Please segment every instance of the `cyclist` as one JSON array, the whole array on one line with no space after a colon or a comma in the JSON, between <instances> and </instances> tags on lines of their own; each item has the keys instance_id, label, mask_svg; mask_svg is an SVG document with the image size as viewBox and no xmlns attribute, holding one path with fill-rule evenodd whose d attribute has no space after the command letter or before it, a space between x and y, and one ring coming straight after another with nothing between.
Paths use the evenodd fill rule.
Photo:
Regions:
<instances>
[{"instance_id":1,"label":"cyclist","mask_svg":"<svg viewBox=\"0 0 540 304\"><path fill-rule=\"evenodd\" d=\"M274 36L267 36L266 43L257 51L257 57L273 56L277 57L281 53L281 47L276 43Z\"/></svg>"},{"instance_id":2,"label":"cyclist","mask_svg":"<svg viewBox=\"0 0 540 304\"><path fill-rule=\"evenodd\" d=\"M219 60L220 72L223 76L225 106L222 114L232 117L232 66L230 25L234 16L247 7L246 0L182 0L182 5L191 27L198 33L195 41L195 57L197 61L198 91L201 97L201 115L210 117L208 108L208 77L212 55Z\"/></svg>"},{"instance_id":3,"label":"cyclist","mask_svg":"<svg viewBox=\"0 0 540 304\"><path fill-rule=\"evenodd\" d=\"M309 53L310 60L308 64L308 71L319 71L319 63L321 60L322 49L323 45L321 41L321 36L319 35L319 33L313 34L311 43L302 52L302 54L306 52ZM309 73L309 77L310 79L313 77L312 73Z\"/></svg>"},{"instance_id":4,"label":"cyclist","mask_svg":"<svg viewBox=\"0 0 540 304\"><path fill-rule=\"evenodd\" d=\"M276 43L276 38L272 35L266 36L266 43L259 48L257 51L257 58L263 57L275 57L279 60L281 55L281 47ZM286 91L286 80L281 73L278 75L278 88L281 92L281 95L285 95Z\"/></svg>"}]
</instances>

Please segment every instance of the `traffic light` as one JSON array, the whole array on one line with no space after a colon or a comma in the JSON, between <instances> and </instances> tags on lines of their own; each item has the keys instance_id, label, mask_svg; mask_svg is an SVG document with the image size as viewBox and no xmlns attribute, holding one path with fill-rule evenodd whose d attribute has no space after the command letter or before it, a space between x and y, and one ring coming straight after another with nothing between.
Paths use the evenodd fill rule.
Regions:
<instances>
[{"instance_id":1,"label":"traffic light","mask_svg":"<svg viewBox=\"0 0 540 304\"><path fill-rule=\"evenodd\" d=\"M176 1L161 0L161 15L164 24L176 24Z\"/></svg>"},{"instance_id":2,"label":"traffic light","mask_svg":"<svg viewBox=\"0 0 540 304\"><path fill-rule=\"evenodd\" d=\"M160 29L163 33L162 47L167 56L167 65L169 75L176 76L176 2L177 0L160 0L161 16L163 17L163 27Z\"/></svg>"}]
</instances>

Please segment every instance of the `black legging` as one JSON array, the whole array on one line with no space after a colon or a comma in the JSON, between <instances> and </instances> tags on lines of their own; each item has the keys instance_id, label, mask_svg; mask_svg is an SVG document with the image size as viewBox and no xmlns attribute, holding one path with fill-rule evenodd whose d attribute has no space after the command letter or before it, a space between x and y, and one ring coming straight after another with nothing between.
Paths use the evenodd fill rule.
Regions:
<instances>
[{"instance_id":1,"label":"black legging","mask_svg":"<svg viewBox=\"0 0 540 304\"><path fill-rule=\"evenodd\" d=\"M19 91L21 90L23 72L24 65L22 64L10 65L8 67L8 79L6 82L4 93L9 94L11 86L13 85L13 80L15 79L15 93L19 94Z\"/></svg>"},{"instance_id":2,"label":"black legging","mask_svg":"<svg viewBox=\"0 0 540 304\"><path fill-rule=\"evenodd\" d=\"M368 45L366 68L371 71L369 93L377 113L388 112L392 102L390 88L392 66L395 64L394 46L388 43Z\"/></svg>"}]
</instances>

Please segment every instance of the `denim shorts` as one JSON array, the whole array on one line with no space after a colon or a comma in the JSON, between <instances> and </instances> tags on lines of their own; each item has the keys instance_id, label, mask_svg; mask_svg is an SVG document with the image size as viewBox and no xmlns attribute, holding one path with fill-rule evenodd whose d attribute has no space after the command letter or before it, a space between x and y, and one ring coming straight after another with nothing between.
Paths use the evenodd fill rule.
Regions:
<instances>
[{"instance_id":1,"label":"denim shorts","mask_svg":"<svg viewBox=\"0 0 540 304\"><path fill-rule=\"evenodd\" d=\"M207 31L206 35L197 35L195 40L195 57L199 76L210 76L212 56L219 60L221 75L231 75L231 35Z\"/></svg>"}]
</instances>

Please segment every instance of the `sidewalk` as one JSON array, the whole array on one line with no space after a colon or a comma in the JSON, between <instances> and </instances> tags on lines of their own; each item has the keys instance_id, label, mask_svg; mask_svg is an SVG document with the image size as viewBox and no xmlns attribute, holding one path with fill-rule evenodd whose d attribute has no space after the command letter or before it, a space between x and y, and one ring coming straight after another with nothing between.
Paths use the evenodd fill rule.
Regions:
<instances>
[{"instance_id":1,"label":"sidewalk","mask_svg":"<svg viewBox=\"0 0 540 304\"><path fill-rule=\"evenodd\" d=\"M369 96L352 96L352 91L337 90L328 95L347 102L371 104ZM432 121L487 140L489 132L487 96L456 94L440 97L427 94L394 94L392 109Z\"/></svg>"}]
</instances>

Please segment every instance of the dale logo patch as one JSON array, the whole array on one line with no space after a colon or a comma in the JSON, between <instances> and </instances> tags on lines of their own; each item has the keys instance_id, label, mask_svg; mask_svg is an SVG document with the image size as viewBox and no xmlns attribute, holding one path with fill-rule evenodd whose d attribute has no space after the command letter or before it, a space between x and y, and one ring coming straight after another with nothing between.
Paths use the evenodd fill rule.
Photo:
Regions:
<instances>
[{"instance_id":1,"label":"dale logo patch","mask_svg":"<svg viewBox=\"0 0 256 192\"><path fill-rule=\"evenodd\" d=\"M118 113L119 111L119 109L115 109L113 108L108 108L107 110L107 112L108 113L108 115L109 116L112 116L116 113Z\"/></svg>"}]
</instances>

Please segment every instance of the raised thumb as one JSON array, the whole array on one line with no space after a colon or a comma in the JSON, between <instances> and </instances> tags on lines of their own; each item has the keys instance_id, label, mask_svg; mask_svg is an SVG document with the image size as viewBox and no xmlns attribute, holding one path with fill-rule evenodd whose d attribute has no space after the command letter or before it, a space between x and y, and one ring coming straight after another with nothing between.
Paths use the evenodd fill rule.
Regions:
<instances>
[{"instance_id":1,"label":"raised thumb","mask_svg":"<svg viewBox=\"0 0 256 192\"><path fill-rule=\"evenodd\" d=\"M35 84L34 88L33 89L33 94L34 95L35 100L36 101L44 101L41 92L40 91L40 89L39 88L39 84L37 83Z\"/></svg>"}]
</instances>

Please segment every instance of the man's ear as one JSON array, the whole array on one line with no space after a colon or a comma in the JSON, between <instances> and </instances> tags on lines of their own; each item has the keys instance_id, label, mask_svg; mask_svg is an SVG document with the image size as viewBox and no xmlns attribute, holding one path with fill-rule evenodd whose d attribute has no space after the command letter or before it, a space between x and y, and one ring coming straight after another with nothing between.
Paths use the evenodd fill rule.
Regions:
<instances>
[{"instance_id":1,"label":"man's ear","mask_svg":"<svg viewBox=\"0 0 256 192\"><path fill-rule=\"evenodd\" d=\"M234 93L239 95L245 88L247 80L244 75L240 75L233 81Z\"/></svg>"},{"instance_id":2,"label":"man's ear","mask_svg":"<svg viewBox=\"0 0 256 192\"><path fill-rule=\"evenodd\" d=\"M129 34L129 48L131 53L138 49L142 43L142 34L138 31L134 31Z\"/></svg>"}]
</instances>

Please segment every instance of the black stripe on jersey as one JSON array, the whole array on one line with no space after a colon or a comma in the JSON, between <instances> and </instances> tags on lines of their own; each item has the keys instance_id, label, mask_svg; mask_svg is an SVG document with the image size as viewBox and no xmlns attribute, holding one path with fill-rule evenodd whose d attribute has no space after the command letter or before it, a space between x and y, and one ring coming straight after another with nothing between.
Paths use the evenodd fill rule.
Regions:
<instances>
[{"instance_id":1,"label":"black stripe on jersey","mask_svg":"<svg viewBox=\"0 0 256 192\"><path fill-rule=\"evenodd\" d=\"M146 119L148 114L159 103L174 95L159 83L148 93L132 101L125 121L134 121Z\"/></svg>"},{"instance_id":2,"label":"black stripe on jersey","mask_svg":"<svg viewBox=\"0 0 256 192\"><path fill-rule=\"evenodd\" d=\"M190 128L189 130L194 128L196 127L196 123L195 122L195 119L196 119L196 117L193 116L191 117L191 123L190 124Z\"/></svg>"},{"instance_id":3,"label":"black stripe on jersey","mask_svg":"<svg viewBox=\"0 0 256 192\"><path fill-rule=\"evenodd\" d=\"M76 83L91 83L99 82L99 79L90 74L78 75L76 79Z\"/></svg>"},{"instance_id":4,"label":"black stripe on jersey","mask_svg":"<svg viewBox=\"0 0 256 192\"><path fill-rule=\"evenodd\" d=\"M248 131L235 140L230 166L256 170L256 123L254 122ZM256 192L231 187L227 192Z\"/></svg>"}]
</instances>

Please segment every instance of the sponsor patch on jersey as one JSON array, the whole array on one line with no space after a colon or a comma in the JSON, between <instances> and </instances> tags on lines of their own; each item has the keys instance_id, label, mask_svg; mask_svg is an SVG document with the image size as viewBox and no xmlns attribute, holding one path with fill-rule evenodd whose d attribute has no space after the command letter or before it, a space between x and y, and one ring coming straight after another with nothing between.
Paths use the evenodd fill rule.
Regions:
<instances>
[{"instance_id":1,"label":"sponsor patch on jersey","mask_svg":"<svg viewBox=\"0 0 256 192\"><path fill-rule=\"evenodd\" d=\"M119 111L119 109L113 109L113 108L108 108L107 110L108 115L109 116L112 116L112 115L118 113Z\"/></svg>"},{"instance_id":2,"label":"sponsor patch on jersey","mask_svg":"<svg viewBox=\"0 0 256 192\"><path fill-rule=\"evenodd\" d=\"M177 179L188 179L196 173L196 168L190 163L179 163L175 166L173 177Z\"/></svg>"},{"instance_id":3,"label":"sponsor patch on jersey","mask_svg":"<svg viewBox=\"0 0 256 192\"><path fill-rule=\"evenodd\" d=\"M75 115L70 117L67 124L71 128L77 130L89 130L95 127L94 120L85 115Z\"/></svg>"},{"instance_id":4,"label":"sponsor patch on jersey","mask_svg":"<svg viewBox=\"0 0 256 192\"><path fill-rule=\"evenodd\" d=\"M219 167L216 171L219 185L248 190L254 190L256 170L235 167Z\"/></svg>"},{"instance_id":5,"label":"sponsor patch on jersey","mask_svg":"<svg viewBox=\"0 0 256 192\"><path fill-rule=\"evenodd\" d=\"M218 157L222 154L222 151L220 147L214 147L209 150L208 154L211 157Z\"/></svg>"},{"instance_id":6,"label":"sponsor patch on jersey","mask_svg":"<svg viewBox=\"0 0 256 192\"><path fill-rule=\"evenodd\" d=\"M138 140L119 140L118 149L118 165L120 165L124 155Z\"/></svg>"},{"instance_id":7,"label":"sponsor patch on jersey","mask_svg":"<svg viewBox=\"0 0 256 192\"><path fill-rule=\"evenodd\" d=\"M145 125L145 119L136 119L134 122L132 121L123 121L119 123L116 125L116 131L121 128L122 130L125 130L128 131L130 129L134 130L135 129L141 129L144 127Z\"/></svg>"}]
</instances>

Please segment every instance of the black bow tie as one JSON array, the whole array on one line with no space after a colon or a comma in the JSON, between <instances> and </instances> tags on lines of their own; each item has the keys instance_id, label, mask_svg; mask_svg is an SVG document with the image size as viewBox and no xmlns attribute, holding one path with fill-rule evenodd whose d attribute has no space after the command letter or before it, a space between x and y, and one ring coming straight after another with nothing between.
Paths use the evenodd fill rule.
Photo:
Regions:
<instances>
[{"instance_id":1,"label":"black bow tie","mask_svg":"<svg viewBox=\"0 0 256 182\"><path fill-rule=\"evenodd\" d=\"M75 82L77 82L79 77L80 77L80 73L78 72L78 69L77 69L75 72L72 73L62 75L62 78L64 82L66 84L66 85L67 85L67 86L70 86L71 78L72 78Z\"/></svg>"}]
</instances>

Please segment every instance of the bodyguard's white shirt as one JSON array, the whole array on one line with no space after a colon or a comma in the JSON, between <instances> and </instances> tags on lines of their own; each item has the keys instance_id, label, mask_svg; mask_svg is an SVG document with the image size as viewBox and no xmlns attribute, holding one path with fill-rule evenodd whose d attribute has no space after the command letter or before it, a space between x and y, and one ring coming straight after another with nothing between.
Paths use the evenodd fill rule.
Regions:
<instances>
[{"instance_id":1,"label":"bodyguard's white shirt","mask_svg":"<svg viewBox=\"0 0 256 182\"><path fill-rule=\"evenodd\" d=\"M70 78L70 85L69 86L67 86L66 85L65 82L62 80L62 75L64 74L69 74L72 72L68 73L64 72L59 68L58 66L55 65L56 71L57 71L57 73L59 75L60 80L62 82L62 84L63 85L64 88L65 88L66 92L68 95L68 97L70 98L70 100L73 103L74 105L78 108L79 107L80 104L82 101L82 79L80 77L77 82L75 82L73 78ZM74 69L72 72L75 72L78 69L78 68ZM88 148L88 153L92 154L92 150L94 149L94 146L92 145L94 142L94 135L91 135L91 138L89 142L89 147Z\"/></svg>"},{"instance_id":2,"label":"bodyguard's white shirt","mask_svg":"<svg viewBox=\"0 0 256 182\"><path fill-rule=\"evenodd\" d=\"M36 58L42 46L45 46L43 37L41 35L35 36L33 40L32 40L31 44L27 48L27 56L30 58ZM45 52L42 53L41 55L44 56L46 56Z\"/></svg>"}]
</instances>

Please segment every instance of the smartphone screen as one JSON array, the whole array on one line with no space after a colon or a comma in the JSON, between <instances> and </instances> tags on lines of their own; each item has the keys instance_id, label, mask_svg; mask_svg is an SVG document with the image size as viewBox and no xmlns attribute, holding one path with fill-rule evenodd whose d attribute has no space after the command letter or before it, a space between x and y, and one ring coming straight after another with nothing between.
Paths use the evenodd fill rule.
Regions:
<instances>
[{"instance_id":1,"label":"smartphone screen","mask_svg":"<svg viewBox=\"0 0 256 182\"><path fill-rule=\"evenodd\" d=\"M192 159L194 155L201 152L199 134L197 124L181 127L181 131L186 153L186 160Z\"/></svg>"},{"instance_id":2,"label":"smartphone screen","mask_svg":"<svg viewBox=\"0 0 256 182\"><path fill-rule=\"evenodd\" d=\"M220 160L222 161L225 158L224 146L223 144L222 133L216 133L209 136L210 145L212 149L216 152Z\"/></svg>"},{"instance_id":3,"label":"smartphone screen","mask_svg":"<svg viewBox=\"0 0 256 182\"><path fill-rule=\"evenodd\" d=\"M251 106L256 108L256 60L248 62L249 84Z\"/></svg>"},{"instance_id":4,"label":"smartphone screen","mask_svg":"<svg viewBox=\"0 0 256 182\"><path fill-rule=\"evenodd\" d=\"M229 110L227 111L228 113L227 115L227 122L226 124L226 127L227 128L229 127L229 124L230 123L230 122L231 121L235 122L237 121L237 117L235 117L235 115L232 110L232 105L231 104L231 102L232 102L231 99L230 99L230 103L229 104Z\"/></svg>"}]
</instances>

REQUIRED TASK: Show every line of the listing that contains the word "thumb", matching uppercase and lowercase exactly.

SOLVED EXERCISE:
Please segment every instance of the raised thumb as one JSON array, the whole array on one line with no space after a colon or a comma in the JSON, between <instances> and </instances> tags on lines of their own; each item has the keys instance_id, label, mask_svg; mask_svg is an SVG document with the image size as viewBox and no xmlns attribute, holding one path with fill-rule evenodd whose d attribute has no space after the command letter or before it, a space between x and y, and one ring coming straight after another with nothing between.
[{"instance_id":1,"label":"raised thumb","mask_svg":"<svg viewBox=\"0 0 256 192\"><path fill-rule=\"evenodd\" d=\"M35 84L34 88L33 89L33 94L34 95L35 100L36 101L44 101L41 92L40 91L40 89L39 88L39 84L37 83Z\"/></svg>"}]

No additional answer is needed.